__Activity__
Reproduce all the material verbatim, down to the last line.

__Source data__
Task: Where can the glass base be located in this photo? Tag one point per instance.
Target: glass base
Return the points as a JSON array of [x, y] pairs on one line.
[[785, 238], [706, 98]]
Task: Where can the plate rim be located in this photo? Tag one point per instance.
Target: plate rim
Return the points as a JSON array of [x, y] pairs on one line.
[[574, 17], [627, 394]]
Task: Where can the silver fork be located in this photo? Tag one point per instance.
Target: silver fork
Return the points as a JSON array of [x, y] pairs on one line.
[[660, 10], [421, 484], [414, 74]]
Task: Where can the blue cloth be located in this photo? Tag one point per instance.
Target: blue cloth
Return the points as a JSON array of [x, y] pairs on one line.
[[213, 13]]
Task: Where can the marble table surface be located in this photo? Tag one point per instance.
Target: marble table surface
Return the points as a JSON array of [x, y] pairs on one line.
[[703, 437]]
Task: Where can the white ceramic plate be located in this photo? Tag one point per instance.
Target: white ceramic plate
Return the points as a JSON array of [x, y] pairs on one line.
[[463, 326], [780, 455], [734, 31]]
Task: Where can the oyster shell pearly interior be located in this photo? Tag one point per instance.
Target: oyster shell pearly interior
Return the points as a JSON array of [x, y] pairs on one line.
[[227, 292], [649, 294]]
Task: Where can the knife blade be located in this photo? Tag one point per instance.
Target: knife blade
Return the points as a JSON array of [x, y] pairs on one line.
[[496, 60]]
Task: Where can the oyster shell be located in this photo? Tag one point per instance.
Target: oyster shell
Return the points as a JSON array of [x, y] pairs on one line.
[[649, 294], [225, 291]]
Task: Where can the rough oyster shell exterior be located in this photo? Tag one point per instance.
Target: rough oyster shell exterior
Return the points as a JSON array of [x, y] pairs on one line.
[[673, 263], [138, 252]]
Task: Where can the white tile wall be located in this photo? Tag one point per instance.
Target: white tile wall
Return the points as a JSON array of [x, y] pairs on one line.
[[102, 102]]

__Exercise response__
Task: Where can the glass base be located in this photo? Tag one point per instance.
Target: glass base
Return the points as a JSON array of [x, y] pairs on one line.
[[785, 238], [706, 98]]
Task: Where can the plate rim be located in this photo? Tag one point per instance.
Target: plate rim
Return the points as a JSON array of [x, y] pairs on one line.
[[574, 17], [627, 394]]
Task: Where can the silver fork be located in this photo? Tag one point per instance.
Target: silver fork
Return the points as a JSON array of [x, y] pairs on one line.
[[660, 10], [421, 484], [414, 74]]
Task: Where can the blue cloth be located in this photo? Tag one point per instance.
Target: blue cloth
Return the points as a JSON array of [x, y] pairs on one line.
[[213, 13]]
Task: Where can the marble table surface be located in this photo? Tag one point per instance.
Target: marble table surface
Return the points as a JSON array of [x, y] pairs on one line.
[[703, 437]]
Task: Where can the white ceramic plate be located in this photo? Tag one point per instance.
Target: white ceramic plate
Return the points as a JSON array of [x, y] pairs on one line.
[[463, 326], [780, 455], [734, 31]]
Task: Where can the oyster shell pearly interior be located in this photo? Tag one point per instance.
Target: oyster shell pearly interior
Return the points as a JSON array of [x, y] pairs on one line.
[[227, 292], [649, 294]]
Task: Where can the knife blade be located in this photo? Tag one point per instance.
Target: knife blade
Return the points as a JSON array of [x, y] pairs on one line.
[[496, 60]]
Task: Where can the oyster shell be located in this photo? Tag one point per instance.
Target: oyster shell
Return the points as a JSON array of [x, y] pairs on one line.
[[649, 294], [225, 291]]
Task: Where can the rough oyster shell exterior be located in this photo? Tag one point per instance.
Target: rough oyster shell exterior
Return the points as a JSON array of [x, y] pairs on one line.
[[673, 263], [138, 252]]
Task: Where can the white tile wall be located in this photo? Tag one point per instance.
Target: white tile wall
Return the points as a JSON array of [x, y] pairs on one line.
[[102, 102]]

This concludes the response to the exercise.